KUTIPAN PILIHAN:
Suatu kendala segera muncul dari bagian pertama ini. Sementara suku Alban, dan suku Sabine yang terus berkembang dari jumlah aslinya, suku orang asing yang terus meningkat karena orang banyak yang berhimpun di Roma, segera melebihi kedua suku lainnya. Obat penawar yang digunakan oleh Servius terhadap ketidakseimbangan yang berbahaya ini, merupakan satu perubahan dalam cara membagi rakyat. Ia menghapuskan pelbagai bagian yang terdiri dari berbagai ras serta menggantikannya dengan bagianbagian lain, yang terdiri dari orang-orang yang dibagi lagi dalam kelompokkelompok menurut bagian kota yang didiami oleh tiap suku. Dari tiga suku itu ia membuatnya menjadi empat suku. Masing-masing suku mendiami salah satu bukit di Roma, dan mengambil namanya dari bukit itu. Jadi, setelah menanggulangi ketidaksamaan itu Servius mengambil tindakan kem bali untuk melawan terjadinya penyatuan itu. Ia menetapkan bagian ini sebagai suatu kesatuan yang utuh. Bukan hanya tempatnya, tetapi juga orang-orangnya dengan melarang mereka yang bertempat tinggal dalam satu wilayah untuk pindah ke wilayah lain. Tindakan ini dimaksudkan untuk mencegah terjadinya pembauran ras.
Ia pun melipatduakan tiga badan kesatria abad kuno dan menambahkan dua belas badan lagi, tetapi masih menggunakan nama kuno — satu metode yang sederhana serta bijak untuk membedakan berbagai badan kesatria dengan badan-badan rakyat, tanpa memberikan kepada yang terakhir suatu sebab untuk menggerutu.

YANG DITANYAKAN:
Dalam kutipan tentang pembagian rakyat Roma oleh Servius, dari manakah setiap suku mengambil namanya? Baris-baris data ini merupakan bahan tersendiri yang terpisah dari kutipan.

DATA MENTAH:
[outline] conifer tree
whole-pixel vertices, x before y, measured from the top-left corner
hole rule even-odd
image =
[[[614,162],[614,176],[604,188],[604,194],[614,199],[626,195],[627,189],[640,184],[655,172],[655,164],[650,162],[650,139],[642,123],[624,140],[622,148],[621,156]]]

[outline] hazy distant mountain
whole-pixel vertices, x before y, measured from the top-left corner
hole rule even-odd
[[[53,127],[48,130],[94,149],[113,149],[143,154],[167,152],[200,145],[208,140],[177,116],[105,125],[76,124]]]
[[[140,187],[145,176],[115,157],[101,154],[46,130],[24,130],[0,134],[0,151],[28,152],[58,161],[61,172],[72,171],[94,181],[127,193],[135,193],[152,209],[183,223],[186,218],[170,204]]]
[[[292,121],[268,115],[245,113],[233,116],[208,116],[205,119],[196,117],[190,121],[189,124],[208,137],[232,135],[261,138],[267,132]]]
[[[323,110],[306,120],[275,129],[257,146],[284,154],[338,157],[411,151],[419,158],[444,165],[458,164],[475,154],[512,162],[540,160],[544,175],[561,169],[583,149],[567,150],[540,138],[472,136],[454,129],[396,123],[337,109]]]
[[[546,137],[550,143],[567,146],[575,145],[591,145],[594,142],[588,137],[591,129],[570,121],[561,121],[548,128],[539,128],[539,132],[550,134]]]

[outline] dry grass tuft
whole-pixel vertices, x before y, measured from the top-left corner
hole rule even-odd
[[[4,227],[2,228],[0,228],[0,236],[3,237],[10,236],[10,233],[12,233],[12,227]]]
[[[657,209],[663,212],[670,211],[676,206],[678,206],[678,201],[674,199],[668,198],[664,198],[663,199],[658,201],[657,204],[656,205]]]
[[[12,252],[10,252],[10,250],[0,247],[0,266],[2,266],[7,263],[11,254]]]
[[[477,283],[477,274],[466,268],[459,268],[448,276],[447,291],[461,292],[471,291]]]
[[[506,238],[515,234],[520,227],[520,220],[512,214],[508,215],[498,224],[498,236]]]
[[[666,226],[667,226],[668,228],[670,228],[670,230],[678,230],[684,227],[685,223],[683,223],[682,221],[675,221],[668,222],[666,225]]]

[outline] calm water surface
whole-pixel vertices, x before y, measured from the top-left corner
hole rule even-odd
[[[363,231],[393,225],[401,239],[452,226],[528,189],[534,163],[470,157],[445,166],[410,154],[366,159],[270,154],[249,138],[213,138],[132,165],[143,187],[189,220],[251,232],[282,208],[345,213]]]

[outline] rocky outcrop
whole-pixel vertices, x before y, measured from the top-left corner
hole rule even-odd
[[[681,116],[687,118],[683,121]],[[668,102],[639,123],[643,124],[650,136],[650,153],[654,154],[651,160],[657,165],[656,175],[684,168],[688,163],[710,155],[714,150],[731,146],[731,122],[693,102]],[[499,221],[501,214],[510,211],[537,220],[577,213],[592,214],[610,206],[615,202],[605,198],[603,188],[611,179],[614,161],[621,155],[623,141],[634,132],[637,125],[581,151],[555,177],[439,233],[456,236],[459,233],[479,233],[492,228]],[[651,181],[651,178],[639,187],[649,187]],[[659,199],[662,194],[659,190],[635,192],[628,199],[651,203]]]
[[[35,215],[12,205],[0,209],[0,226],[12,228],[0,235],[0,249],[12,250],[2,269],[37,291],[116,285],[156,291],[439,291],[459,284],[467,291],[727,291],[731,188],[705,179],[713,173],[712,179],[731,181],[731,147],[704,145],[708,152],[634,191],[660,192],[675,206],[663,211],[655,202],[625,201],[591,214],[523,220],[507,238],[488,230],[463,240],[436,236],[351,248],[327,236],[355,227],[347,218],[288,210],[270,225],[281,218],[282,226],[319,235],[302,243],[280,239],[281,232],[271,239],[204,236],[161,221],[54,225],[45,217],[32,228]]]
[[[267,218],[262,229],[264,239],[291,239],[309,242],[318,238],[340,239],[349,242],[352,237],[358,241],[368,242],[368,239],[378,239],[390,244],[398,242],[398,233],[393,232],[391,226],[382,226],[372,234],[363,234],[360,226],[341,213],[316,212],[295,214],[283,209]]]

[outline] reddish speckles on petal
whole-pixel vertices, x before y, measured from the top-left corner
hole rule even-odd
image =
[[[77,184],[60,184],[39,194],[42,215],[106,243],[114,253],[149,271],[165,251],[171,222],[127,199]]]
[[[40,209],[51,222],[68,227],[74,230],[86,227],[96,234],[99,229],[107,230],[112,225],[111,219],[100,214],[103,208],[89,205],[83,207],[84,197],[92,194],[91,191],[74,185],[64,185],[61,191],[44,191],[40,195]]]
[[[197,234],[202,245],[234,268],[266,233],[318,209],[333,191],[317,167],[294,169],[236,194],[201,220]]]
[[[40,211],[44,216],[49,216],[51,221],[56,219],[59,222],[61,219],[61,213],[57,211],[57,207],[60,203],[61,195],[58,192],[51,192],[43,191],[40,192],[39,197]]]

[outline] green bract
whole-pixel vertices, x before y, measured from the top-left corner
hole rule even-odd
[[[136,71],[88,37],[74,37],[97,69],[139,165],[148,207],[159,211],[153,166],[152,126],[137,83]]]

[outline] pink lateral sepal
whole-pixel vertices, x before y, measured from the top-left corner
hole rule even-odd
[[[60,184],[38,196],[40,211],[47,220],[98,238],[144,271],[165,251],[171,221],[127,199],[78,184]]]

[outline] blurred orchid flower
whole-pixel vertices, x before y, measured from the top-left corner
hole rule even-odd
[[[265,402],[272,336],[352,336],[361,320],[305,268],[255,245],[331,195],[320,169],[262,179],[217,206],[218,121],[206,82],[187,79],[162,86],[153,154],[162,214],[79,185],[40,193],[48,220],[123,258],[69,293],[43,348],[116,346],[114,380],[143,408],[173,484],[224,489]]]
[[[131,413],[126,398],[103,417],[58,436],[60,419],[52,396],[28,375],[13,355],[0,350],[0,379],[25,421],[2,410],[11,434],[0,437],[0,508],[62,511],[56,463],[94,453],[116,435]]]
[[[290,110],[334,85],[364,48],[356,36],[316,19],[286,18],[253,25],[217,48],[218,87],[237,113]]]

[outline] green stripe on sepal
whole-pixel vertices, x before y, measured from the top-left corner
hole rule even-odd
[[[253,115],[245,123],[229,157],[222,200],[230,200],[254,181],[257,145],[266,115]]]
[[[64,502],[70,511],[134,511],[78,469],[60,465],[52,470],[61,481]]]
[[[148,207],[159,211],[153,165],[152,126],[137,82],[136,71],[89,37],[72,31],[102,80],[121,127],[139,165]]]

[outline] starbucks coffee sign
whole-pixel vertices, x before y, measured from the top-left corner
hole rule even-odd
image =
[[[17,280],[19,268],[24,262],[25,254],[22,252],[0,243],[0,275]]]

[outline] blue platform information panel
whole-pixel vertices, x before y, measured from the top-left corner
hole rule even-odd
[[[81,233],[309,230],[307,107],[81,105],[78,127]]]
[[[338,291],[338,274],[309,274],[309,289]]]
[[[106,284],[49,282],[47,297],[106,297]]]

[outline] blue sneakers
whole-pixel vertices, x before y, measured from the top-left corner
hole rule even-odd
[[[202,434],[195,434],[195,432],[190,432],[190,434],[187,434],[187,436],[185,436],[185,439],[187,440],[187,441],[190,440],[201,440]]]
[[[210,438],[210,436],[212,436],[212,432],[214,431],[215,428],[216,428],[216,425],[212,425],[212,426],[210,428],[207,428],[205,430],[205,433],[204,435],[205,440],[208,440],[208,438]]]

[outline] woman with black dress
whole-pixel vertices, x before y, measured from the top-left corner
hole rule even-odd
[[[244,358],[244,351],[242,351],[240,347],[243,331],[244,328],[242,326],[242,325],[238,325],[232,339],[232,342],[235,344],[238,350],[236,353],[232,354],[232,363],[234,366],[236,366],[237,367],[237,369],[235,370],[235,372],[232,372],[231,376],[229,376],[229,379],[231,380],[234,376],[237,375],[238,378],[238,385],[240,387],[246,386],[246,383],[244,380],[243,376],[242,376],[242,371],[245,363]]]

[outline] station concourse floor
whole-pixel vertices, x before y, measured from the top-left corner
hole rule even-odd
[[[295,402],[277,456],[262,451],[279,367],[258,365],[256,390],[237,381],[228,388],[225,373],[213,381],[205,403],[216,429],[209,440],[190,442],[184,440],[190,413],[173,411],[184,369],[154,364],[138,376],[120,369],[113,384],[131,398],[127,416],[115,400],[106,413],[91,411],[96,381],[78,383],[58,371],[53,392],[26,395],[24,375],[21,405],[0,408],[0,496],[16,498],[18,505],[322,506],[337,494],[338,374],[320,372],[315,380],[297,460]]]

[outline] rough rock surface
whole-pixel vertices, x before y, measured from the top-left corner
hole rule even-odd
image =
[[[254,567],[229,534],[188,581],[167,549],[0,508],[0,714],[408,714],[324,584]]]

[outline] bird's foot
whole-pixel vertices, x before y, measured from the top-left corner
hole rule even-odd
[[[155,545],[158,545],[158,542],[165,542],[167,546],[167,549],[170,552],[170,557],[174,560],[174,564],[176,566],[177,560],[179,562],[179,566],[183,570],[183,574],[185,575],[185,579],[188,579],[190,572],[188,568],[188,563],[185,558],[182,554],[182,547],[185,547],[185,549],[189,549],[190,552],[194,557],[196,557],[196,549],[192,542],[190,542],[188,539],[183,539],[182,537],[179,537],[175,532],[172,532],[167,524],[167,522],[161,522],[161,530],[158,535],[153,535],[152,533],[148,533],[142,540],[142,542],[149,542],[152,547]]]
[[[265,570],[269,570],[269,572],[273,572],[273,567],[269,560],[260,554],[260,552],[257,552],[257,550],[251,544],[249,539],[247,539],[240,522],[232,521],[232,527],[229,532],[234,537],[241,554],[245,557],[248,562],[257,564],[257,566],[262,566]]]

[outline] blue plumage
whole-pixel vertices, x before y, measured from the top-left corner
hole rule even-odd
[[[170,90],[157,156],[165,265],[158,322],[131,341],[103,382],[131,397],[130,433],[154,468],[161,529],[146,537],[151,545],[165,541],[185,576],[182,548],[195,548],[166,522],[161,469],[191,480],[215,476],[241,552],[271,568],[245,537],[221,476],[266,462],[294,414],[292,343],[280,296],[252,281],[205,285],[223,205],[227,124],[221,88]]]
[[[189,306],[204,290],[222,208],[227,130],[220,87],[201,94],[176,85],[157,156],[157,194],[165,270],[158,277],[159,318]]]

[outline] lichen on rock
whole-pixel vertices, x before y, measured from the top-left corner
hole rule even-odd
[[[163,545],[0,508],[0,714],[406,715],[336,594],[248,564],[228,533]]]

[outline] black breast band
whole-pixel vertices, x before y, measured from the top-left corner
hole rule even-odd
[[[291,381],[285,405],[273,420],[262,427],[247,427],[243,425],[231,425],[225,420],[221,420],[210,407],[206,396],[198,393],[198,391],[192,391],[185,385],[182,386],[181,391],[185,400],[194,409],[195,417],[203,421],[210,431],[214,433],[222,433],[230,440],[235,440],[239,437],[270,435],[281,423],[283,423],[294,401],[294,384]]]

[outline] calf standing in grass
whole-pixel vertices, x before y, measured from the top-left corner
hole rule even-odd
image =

HASIL TUGAS:
Setiap suku mengambil namanya dari bukit di Roma yang didiaminya.